(Region outline entries)
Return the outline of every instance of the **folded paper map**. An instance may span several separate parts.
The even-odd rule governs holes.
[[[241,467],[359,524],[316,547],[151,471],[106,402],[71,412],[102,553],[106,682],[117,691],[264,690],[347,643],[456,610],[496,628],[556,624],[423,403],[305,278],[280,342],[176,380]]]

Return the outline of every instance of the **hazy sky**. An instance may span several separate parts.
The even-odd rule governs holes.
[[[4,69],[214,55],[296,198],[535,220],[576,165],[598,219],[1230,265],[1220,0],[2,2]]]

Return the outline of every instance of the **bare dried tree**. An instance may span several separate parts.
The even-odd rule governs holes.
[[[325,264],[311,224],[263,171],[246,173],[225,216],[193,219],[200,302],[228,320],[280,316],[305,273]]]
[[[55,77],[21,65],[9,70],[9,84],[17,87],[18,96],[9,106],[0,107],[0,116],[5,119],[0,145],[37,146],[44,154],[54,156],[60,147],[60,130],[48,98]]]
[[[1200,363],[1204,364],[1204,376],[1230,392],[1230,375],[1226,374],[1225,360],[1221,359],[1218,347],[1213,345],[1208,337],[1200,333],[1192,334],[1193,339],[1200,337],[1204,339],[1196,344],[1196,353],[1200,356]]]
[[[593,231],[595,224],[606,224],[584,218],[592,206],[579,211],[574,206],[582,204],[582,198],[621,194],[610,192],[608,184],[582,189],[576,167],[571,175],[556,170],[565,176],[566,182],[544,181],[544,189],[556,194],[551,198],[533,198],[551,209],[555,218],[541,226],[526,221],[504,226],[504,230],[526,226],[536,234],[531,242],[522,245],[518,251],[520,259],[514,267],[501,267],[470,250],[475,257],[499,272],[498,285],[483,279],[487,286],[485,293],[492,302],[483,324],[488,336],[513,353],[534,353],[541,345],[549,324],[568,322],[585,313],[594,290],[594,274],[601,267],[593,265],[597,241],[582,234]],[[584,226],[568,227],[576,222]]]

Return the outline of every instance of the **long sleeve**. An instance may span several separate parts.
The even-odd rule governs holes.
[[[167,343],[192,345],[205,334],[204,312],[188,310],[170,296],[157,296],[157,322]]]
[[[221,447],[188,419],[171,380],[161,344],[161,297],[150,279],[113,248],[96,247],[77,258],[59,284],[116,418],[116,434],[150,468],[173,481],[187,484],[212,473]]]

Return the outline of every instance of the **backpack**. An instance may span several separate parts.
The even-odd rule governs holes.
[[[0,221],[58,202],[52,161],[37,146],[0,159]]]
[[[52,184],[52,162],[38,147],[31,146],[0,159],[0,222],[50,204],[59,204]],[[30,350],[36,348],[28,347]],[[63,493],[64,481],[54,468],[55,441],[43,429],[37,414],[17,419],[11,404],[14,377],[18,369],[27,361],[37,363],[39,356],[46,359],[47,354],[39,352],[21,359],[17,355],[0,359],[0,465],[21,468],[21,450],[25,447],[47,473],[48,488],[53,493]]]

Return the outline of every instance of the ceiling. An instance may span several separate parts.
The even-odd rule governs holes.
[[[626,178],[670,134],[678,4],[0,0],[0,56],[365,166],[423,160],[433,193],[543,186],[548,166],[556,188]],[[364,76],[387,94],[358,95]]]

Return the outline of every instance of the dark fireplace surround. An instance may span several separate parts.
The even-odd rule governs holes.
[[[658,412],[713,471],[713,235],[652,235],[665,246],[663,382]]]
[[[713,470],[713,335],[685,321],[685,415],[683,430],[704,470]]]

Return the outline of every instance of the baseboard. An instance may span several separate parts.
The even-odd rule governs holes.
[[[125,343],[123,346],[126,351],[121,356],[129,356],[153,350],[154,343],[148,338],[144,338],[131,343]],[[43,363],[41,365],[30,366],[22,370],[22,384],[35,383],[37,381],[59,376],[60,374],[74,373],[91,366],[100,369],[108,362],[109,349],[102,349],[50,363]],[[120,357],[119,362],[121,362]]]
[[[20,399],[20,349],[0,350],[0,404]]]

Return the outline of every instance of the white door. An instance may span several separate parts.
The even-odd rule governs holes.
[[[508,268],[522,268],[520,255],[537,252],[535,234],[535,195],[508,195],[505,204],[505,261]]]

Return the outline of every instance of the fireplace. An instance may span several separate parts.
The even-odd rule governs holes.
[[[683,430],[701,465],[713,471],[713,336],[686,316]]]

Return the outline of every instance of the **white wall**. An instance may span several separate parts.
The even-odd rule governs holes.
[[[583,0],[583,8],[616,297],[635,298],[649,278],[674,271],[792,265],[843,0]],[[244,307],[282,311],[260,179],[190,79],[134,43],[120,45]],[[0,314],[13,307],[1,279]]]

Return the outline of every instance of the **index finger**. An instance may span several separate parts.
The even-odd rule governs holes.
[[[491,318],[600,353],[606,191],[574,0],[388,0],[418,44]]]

## STATED GOAL
Could you repeat the lines starting with the line containing "Return the outline of every instance of the dark" and going on through the line containing "[[[713,470],[713,335],[685,321],[685,415],[683,430],[704,470]]]", both included?

## TASK SOLUTION
Return the outline of every instance of the dark fireplace surround. An instance may span several separate parts.
The even-odd rule governs holes.
[[[658,412],[713,471],[713,235],[652,235],[665,246],[663,382]]]
[[[713,470],[713,335],[685,321],[685,415],[683,430],[704,470]]]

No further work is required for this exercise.